§ **DATA EXTRACT**

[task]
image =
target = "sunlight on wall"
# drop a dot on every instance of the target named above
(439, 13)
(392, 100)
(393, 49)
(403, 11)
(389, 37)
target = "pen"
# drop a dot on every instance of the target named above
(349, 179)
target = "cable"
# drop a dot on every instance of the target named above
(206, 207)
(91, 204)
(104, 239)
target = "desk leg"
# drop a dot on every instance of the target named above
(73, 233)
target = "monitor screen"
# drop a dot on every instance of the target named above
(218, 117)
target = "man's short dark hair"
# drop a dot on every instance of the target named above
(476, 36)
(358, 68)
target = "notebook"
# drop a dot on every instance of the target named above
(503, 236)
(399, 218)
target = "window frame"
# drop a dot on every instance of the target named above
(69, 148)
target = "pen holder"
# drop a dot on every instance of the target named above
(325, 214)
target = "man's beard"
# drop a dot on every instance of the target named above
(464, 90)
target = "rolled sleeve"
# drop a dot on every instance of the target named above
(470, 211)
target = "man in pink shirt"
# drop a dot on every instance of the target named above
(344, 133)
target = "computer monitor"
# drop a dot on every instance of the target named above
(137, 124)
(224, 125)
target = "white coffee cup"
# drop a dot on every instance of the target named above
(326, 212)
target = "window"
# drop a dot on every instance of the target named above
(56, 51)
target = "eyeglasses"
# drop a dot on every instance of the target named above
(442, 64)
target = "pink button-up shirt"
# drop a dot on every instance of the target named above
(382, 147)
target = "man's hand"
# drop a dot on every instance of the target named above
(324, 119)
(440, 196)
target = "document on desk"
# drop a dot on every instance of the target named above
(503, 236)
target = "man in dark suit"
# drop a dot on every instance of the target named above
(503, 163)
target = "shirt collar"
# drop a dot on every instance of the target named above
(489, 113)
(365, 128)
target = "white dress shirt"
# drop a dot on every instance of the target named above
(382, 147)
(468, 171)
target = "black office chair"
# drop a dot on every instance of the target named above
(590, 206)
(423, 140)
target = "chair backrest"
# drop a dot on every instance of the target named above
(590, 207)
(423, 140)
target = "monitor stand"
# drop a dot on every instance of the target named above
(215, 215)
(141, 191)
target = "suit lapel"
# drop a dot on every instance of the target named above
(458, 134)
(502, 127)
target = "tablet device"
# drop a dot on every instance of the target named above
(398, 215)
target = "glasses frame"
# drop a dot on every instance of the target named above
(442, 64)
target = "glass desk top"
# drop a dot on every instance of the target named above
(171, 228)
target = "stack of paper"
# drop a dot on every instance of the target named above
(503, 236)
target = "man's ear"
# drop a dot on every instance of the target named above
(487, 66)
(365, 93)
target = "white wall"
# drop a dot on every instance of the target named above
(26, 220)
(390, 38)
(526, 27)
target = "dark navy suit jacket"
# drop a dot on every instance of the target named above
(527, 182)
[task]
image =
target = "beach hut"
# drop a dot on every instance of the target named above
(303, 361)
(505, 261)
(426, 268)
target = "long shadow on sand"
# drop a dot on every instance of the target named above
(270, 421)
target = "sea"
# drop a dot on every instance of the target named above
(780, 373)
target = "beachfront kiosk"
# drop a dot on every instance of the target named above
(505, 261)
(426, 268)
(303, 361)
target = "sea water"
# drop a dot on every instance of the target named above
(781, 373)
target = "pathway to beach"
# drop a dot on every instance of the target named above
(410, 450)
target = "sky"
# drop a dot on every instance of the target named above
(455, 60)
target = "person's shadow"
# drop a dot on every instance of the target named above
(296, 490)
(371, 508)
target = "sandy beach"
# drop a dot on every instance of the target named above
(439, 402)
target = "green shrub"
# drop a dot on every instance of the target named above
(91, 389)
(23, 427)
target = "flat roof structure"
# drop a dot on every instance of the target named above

§ **DIRECTIONS FOR THIS TASK**
Print the material once more, keeping every word as it is.

§ **ANSWER SECTION**
[task]
image =
target = "sunlight on wall"
# drop a dot on every instance of the target named above
(439, 13)
(392, 100)
(393, 49)
(403, 11)
(389, 37)
target = "pen"
# drop a dot on every instance of the target named above
(349, 179)
target = "cable"
# drop a dot on every instance of the target named above
(206, 207)
(91, 204)
(104, 239)
target = "desk leg"
# drop a dot on every instance of the target named above
(73, 233)
target = "monitor screen"
# drop a dot on every instance of the target named above
(218, 117)
target = "man's short dark hair"
# drop a dot on every instance of the target named above
(476, 36)
(358, 68)
target = "notebook"
# drop a dot on every instance of the target named above
(503, 236)
(399, 218)
target = "window frame"
# drop a dot on every instance of the target named above
(69, 148)
target = "pen holder"
# drop a dot on every instance of the target named above
(325, 214)
target = "man's beard"
# drop a dot on every instance of the target named above
(464, 90)
target = "rolled sleeve"
# drop a dot on every instance of the target named above
(470, 211)
target = "man in pink shirt"
# drop a dot on every instance of the target named above
(344, 133)
target = "computer monitor"
# drop a dot on every instance of the target named above
(137, 124)
(224, 125)
target = "white coffee cup"
# drop a dot on every instance of the target named above
(326, 212)
target = "window"
# drop a dot on every instance of the target named above
(56, 51)
target = "eyeglasses"
# drop a dot on every instance of the target named above
(442, 64)
target = "pink button-up shirt"
# drop a dot on every instance of the target named above
(382, 147)
target = "man's hand"
# drop a dot on every instance of the target named above
(324, 119)
(440, 196)
target = "document on desk"
# drop a dot on every instance of the target named above
(503, 236)
target = "man in dark suit"
# drop a dot on every instance of the target named above
(503, 163)
target = "shirt collar"
# drop a dot on every instance of the target named above
(489, 113)
(365, 128)
target = "white dress shirt"
# drop a dot on every instance of the target named above
(382, 147)
(468, 171)
target = "black office chair"
# drop a dot on every instance of the target named above
(590, 206)
(423, 140)
target = "chair backrest"
# drop a dot on every instance of the target named above
(590, 207)
(423, 140)
target = "monitor stand"
# drop a dot on every instance of the target named above
(215, 215)
(141, 191)
target = "suit lapel"
# drop a dot on every instance of the target named above
(458, 134)
(502, 127)
target = "tablet device"
# drop a dot on every instance of the target named above
(398, 215)
target = "glasses frame"
# drop a dot on every instance of the target named above
(442, 64)
target = "glass desk top"
# drop a dot on every instance of the target named above
(171, 228)
target = "stack of paper"
# drop a dot on every instance of the target named above
(503, 236)
target = "man's ear"
# drop a dot on every instance of the target named above
(487, 66)
(365, 93)
target = "white wall"
# drop a dot on every instance of the target named above
(26, 220)
(390, 38)
(526, 27)
target = "dark navy suit jacket"
# drop a dot on every instance of the target named above
(527, 182)
[task]
image =
target = "beach hut"
# drop a dot on every instance of the target named above
(303, 361)
(505, 261)
(426, 268)
target = "long shadow on sand"
# drop a dot on every instance of the target named above
(270, 421)
target = "sea"
# drop a dot on every instance of the target named above
(780, 373)
target = "beachfront kiosk"
# drop a dot on every instance of the target named above
(505, 261)
(426, 268)
(303, 361)
target = "sea water"
# drop a dot on every instance of the target named above
(781, 373)
target = "pathway to beach"
# drop a dot on every instance of the target named above
(410, 450)
target = "sky"
# drop a dot on every instance of the target named above
(455, 60)
target = "person's shadow"
# drop a dot on every instance of the target named above
(296, 490)
(371, 508)
target = "sandy beach"
# drop a dot on every instance of the target named above
(439, 402)
target = "green shrub"
# drop a dot on every instance of the target named above
(91, 389)
(23, 427)
target = "flat roof structure"
# drop a dot on every instance of the target named above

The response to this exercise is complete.